# Instruction:
Put each line of the data below into a Markdown table with two columns, Row and Line. Number the rows and skip blank lines.

— Start Records for the exercise —

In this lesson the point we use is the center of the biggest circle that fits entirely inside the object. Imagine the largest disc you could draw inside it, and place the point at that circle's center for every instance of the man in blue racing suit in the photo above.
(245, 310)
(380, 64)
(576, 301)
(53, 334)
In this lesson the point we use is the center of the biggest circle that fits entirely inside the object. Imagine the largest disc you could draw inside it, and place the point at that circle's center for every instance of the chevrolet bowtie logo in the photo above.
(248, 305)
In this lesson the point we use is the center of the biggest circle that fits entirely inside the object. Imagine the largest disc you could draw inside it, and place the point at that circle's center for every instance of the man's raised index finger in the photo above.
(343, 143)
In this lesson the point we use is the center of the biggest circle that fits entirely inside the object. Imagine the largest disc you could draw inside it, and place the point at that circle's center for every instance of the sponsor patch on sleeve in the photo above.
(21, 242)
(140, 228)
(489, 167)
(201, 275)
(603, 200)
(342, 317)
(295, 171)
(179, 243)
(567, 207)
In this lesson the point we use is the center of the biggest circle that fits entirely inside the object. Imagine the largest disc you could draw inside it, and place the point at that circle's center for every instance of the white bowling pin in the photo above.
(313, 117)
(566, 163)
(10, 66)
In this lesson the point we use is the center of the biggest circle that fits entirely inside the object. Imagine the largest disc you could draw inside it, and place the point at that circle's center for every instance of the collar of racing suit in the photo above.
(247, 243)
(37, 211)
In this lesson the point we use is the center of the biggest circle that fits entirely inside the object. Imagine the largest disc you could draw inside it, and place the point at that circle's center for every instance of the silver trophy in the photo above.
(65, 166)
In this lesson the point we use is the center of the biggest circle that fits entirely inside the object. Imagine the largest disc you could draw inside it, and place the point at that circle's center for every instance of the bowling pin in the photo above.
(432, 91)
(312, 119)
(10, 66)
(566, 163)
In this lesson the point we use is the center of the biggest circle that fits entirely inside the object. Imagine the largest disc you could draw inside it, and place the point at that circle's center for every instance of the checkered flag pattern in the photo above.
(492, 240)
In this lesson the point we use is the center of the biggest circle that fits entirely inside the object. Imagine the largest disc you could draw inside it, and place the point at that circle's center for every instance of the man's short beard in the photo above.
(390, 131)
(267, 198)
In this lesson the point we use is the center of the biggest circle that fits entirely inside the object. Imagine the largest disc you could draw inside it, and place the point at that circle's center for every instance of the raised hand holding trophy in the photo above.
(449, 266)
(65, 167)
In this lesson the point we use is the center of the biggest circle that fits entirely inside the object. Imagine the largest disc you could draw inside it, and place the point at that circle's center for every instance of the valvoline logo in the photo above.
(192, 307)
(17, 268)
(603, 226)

— End Records for the exercise —

# Solution to the exercise:
| Row | Line |
|---|---|
| 1 | In this lesson the point we use is the center of the biggest circle that fits entirely inside the object. Imagine the largest disc you could draw inside it, and place the point at that circle's center for every instance of the man in blue racing suit in the photo above. |
| 2 | (245, 310) |
| 3 | (380, 64) |
| 4 | (576, 301) |
| 5 | (53, 334) |
| 6 | In this lesson the point we use is the center of the biggest circle that fits entirely inside the object. Imagine the largest disc you could draw inside it, and place the point at that circle's center for every instance of the chevrolet bowtie logo in the photo above. |
| 7 | (248, 305) |
| 8 | In this lesson the point we use is the center of the biggest circle that fits entirely inside the object. Imagine the largest disc you could draw inside it, and place the point at that circle's center for every instance of the man's raised index finger in the photo above. |
| 9 | (343, 143) |
| 10 | In this lesson the point we use is the center of the biggest circle that fits entirely inside the object. Imagine the largest disc you could draw inside it, and place the point at that circle's center for every instance of the sponsor patch on sleeve in the photo above. |
| 11 | (21, 242) |
| 12 | (140, 228) |
| 13 | (489, 167) |
| 14 | (201, 275) |
| 15 | (603, 200) |
| 16 | (342, 317) |
| 17 | (295, 171) |
| 18 | (179, 243) |
| 19 | (567, 207) |
| 20 | In this lesson the point we use is the center of the biggest circle that fits entirely inside the object. Imagine the largest disc you could draw inside it, and place the point at that circle's center for every instance of the white bowling pin in the photo above. |
| 21 | (313, 117) |
| 22 | (566, 163) |
| 23 | (10, 66) |
| 24 | In this lesson the point we use is the center of the biggest circle that fits entirely inside the object. Imagine the largest disc you could draw inside it, and place the point at that circle's center for every instance of the collar of racing suit in the photo above. |
| 25 | (247, 243) |
| 26 | (37, 211) |
| 27 | In this lesson the point we use is the center of the biggest circle that fits entirely inside the object. Imagine the largest disc you could draw inside it, and place the point at that circle's center for every instance of the silver trophy in the photo above. |
| 28 | (65, 166) |
| 29 | In this lesson the point we use is the center of the biggest circle that fits entirely inside the object. Imagine the largest disc you could draw inside it, and place the point at that circle's center for every instance of the bowling pin in the photo above. |
| 30 | (432, 91) |
| 31 | (312, 119) |
| 32 | (10, 66) |
| 33 | (566, 163) |
| 34 | In this lesson the point we use is the center of the biggest circle that fits entirely inside the object. Imagine the largest disc you could draw inside it, and place the point at that circle's center for every instance of the checkered flag pattern in the photo above. |
| 35 | (492, 240) |
| 36 | In this lesson the point we use is the center of the biggest circle that fits entirely inside the object. Imagine the largest disc you could draw inside it, and place the point at that circle's center for every instance of the man's short beard in the photo above. |
| 37 | (390, 131) |
| 38 | (267, 198) |
| 39 | In this lesson the point we use is the center of the biggest circle that fits entirely inside the object. Imagine the largest disc you could draw inside it, and place the point at that circle's center for every instance of the raised hand holding trophy in the photo above. |
| 40 | (449, 266) |
| 41 | (65, 167) |
| 42 | In this lesson the point we use is the center of the biggest circle that fits entirely inside the object. Imagine the largest disc you could draw inside it, and place the point at that circle's center for every instance of the valvoline logo in the photo above. |
| 43 | (192, 307) |
| 44 | (17, 268) |
| 45 | (603, 226) |